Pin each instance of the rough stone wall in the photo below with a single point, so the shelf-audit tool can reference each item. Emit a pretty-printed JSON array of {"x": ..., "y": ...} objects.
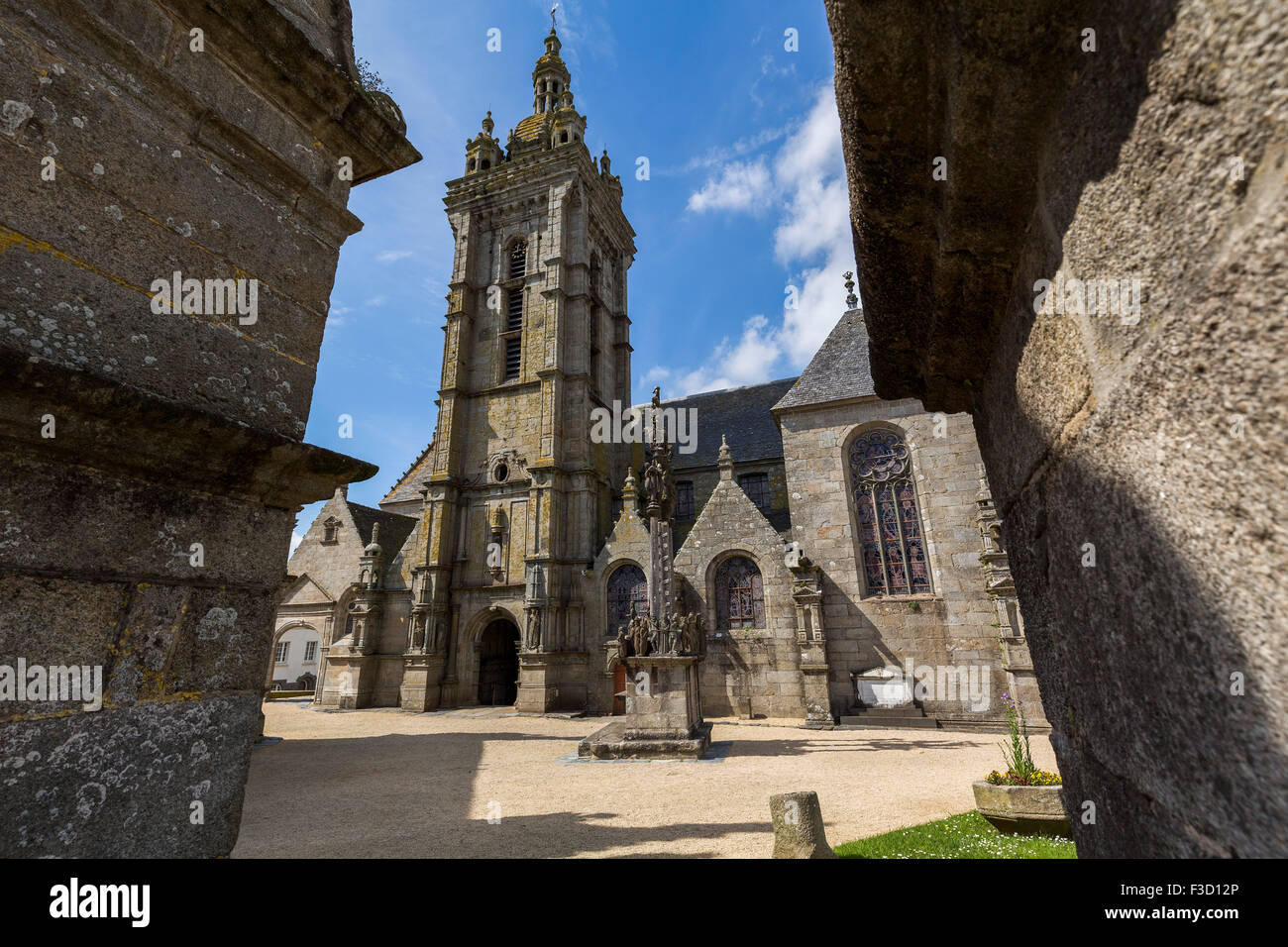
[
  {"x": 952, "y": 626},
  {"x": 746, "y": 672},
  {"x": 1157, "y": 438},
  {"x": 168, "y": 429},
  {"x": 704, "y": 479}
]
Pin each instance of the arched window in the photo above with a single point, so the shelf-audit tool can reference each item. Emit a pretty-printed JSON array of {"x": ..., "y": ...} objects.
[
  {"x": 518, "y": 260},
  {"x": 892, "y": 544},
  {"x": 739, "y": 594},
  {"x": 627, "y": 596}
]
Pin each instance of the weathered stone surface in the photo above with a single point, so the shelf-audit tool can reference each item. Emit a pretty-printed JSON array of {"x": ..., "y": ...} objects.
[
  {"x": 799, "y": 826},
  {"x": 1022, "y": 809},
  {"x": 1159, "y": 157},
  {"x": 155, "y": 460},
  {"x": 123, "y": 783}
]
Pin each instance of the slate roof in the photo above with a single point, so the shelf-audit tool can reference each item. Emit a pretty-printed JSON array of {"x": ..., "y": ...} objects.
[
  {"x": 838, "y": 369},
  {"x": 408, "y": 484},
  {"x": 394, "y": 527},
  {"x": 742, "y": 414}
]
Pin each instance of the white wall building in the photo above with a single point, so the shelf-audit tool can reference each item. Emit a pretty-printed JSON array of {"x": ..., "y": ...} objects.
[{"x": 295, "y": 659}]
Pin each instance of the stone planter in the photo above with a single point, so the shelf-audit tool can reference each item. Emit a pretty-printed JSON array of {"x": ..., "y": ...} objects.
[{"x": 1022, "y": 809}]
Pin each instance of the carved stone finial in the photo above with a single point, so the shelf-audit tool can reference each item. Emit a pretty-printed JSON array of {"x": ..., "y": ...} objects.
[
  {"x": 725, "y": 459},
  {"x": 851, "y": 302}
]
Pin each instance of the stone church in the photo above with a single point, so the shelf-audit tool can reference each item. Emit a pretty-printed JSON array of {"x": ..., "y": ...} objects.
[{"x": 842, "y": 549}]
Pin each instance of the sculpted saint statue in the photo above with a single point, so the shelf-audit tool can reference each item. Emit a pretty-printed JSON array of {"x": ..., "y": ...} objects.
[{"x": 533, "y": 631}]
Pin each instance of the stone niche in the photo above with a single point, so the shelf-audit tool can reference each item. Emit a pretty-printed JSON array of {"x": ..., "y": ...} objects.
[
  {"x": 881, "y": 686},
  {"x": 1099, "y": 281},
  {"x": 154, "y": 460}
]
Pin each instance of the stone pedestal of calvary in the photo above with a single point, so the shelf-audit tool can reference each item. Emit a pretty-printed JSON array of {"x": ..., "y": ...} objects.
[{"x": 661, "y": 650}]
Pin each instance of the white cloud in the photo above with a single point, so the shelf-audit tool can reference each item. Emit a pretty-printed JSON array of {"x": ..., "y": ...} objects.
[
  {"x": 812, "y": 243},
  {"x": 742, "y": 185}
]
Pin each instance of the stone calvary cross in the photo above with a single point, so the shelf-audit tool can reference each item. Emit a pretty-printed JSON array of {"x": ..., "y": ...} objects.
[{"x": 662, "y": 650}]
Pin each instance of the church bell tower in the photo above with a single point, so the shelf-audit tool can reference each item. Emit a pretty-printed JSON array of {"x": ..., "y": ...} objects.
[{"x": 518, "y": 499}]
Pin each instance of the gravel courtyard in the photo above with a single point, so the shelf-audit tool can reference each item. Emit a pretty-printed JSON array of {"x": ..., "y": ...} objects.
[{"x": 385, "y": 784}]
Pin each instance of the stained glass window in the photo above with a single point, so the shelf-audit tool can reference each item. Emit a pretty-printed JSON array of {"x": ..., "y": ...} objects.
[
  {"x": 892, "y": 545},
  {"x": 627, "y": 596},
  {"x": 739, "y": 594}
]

◇ ◇ ◇ ◇

• [Your objective] Can you copy out every one of the lines above word for word, leaving the picture out?

• [Response to the task]
Pin each instance of the rough stone wall in the photo below with a single point, so the shelf-audit tool can reference each item. Emit a pretty-printed JSON array of {"x": ..., "y": ...} objects.
[
  {"x": 952, "y": 626},
  {"x": 746, "y": 672},
  {"x": 1157, "y": 438},
  {"x": 168, "y": 429},
  {"x": 704, "y": 479}
]
Pin each instance of the arched window in the photo above with a single point, so the shelf-audit tool can reference each item. Emit a pretty-printed JSON array of {"x": ..., "y": ...} objects.
[
  {"x": 518, "y": 260},
  {"x": 892, "y": 544},
  {"x": 739, "y": 594},
  {"x": 627, "y": 596}
]
Pin each instance of the weathered stone surface in the photo above with a single point, so the shelf-audit tool can reference each item. Emit a pretty-printed JSON array of {"x": ..., "y": ...} objects.
[
  {"x": 799, "y": 826},
  {"x": 1022, "y": 809},
  {"x": 1159, "y": 157},
  {"x": 155, "y": 460},
  {"x": 123, "y": 783}
]
Pin each instance of the slate roof in the photo above with a single point, so the shelf-audit tool can reference each item. Emit a pretty-printed JSON array of {"x": ..., "y": ...} objects.
[
  {"x": 838, "y": 369},
  {"x": 408, "y": 484},
  {"x": 394, "y": 527},
  {"x": 742, "y": 414}
]
Pin each instance of the white wall building in the photo above with a single point, so the shelf-audit tool can reference each item. Emit a pretty-printed JSON array of {"x": ..., "y": ...} objects.
[{"x": 295, "y": 659}]
Pin each instance of the stone planter in the photo above with a single point, so the shelf-audit tool can reference each item. Emit a pretty-printed JSON array of {"x": ..., "y": ...} objects.
[{"x": 1022, "y": 809}]
Pin each instance of the carved stone finial in the photo above with a single point, so the shelf-audit tool can reference each item. Emit a pretty-printed JSON array of {"x": ..., "y": ...} objects.
[
  {"x": 725, "y": 459},
  {"x": 851, "y": 302}
]
Pin each instance of the stone church in the photo above with a single point, so the shelf-audit tool can reference each item. Emit a pretty-printed JSON array of {"x": ..., "y": ...} objects.
[{"x": 842, "y": 549}]
Pin each instance of the sculpted saint statue in the photo above with a single point, so the shelf-audit tool can reference each item. Emit a pretty-printed JSON array of {"x": ..., "y": ...} objects.
[{"x": 533, "y": 631}]
Pin each instance of the stone niche in the photo above with a single point, so the shelf-audit tool can reference each item. Emit a pretty-printed JSON array of {"x": ..., "y": ...} objects.
[
  {"x": 881, "y": 686},
  {"x": 1099, "y": 281},
  {"x": 154, "y": 460}
]
Pin each instance of the stone pedestal of calvary in the photo above with a single point, so the shelf-audit tool can reference each item. Emit a pretty-printed JSON array of {"x": ..., "y": ...} objects.
[{"x": 661, "y": 650}]
Pin each instance of the white cloud in the photo above with a single point, so the shelf-audit tool can reference each item. Emit a pretty-printed JSON array of {"x": ..., "y": ...} objects.
[
  {"x": 812, "y": 243},
  {"x": 742, "y": 185}
]
Pin each instance of the stone calvary cross in the photo above with a single point, so the shelf-audit tool can reference each item. Emit a pretty-printed JSON array of {"x": ..., "y": ...} objects.
[{"x": 662, "y": 650}]
Pin each instance of the church bell tower in the photo above with a single point, so the shelf-audit tool can reference each item. Emit a pretty-printed JSON array of {"x": ..., "y": ...} objects.
[{"x": 518, "y": 499}]
Pin each instance of the gravel courtyard in the photo above with a single point, so the shelf-audit tool can reference each item. Emit a pretty-printed JSON array of {"x": ..., "y": ...} objects.
[{"x": 385, "y": 784}]
Pin each instance of the stained glass window in the photo above with a single point, so the shelf-audit tool can reference each item. Emit a pretty-printed JSON array of {"x": ..., "y": ...} objects.
[
  {"x": 892, "y": 545},
  {"x": 627, "y": 596},
  {"x": 739, "y": 594}
]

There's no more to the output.